--- Start of INPUT RECORDS ---

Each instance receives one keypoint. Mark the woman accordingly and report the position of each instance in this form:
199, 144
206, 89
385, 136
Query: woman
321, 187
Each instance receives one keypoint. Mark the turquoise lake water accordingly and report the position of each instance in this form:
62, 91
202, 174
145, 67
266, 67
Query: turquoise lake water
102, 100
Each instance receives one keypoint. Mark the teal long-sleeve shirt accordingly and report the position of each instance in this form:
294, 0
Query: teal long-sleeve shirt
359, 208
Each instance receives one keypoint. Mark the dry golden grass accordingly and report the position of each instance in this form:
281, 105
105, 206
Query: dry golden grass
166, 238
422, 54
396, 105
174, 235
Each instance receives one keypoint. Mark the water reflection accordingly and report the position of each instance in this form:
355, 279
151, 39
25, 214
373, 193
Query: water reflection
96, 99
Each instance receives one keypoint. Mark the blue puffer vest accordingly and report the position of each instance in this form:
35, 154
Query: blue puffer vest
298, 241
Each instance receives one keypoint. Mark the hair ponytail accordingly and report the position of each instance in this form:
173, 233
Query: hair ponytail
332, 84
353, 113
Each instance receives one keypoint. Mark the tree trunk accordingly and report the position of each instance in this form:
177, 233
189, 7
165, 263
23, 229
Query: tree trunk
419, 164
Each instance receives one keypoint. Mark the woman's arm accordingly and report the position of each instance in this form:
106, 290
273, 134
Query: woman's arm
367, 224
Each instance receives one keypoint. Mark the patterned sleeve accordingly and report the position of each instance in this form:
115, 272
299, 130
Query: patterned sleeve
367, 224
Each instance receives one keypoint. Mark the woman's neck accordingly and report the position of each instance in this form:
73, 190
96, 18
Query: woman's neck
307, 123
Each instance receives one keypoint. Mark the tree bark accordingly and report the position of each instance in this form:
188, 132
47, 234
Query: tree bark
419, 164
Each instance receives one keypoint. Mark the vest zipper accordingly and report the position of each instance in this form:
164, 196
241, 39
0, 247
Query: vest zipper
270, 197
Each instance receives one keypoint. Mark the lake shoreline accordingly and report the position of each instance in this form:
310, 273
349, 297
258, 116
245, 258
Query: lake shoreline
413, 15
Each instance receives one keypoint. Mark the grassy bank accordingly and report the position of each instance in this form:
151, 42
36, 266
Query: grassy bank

--- End of INPUT RECORDS ---

== INSTRUCTIONS FOR THE TASK ==
Put the lines of the material into a numbered list, from the line holding "Each instance receives one keypoint. Mark the tree bark" through the last line of the material, inclusive. Leave out any blank lines.

== RESPONSE FOR THIS EXERCISE ==
1. Each instance receives one keypoint. Mark the tree bark accordingly and report the position of each instance in this form:
2. 188, 132
3. 47, 234
4. Query: tree bark
5. 419, 164
6. Each instance receives one keypoint. Mark the vest zipper accordingly and report the position of each instance in this form:
7. 164, 196
8. 241, 39
9. 0, 247
10. Query: vest zipper
11. 270, 197
12. Each instance receives one keypoint. Mark the lake shoreline accordingly and report the position of each instance in this form:
13. 310, 273
14. 349, 297
15. 258, 116
16. 245, 258
17. Query: lake shoreline
18. 413, 15
19. Each instance receives one keypoint. Mark the grassy bank accordingly and report the position of each instance in this form:
20. 151, 42
21. 36, 266
22. Query: grassy bank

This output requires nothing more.